Data records:
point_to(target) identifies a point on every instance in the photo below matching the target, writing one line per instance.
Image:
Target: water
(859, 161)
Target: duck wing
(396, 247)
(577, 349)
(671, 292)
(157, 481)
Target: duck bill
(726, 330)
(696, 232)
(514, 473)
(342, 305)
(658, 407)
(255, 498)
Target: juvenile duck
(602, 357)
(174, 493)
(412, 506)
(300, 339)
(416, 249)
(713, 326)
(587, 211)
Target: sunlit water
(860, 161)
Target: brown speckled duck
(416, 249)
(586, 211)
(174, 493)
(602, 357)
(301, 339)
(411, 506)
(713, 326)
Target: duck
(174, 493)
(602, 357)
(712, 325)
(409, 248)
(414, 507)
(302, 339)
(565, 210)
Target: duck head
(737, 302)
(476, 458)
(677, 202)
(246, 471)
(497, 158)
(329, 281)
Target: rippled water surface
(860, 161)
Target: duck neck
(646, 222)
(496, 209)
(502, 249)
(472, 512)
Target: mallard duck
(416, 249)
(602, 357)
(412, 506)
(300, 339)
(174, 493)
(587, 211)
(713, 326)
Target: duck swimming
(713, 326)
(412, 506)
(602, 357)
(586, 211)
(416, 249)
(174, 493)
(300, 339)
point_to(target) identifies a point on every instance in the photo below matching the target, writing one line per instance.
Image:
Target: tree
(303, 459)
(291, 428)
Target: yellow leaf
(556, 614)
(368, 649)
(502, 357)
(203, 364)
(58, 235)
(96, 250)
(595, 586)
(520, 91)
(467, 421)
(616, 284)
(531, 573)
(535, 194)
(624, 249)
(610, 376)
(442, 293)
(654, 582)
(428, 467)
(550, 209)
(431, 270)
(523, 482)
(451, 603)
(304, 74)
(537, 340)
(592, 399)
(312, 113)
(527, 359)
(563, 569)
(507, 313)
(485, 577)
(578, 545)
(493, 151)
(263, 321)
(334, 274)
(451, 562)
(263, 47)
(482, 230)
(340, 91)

What you have to do: Nothing in the material may change; reproduce it all.

Answer to this task:
point_to(target) identifies a point on every instance in the photo below matching the target, writing one line per instance.
Image:
Target: water
(859, 161)
Target: duck wing
(396, 247)
(577, 349)
(671, 292)
(157, 481)
Target: duck bill
(726, 330)
(696, 232)
(514, 473)
(342, 305)
(658, 407)
(255, 498)
Target: juvenile duck
(602, 357)
(174, 493)
(412, 506)
(300, 339)
(416, 249)
(713, 326)
(587, 211)
Target: sunlit water
(860, 161)
Target: brown speckled duck
(416, 249)
(586, 211)
(174, 493)
(602, 357)
(301, 339)
(411, 506)
(713, 326)
Target: duck
(174, 493)
(602, 357)
(712, 325)
(409, 248)
(414, 507)
(302, 339)
(565, 210)
Target: duck head
(737, 302)
(476, 458)
(677, 202)
(246, 471)
(497, 158)
(329, 281)
Target: rippled water surface
(860, 161)
Target: duck neck
(646, 222)
(496, 209)
(502, 249)
(472, 512)
Target: mallard duck
(416, 249)
(602, 357)
(412, 506)
(300, 339)
(174, 493)
(587, 211)
(713, 326)
Target: duck swimming
(713, 326)
(412, 506)
(602, 357)
(586, 211)
(416, 249)
(174, 493)
(300, 339)
point_to(target) identifies a point on every instance in the photo below matching the target, writing one line per instance.
Image:
Target: tree
(303, 459)
(291, 428)
Target: yellow leaf
(556, 614)
(368, 649)
(502, 357)
(203, 364)
(58, 235)
(96, 250)
(595, 586)
(520, 91)
(467, 421)
(616, 284)
(531, 573)
(535, 194)
(624, 249)
(610, 376)
(442, 293)
(654, 582)
(428, 467)
(550, 209)
(431, 270)
(523, 482)
(451, 603)
(304, 74)
(537, 340)
(592, 399)
(312, 113)
(527, 359)
(563, 569)
(507, 313)
(485, 577)
(578, 545)
(493, 151)
(263, 321)
(334, 274)
(451, 562)
(263, 47)
(482, 230)
(340, 91)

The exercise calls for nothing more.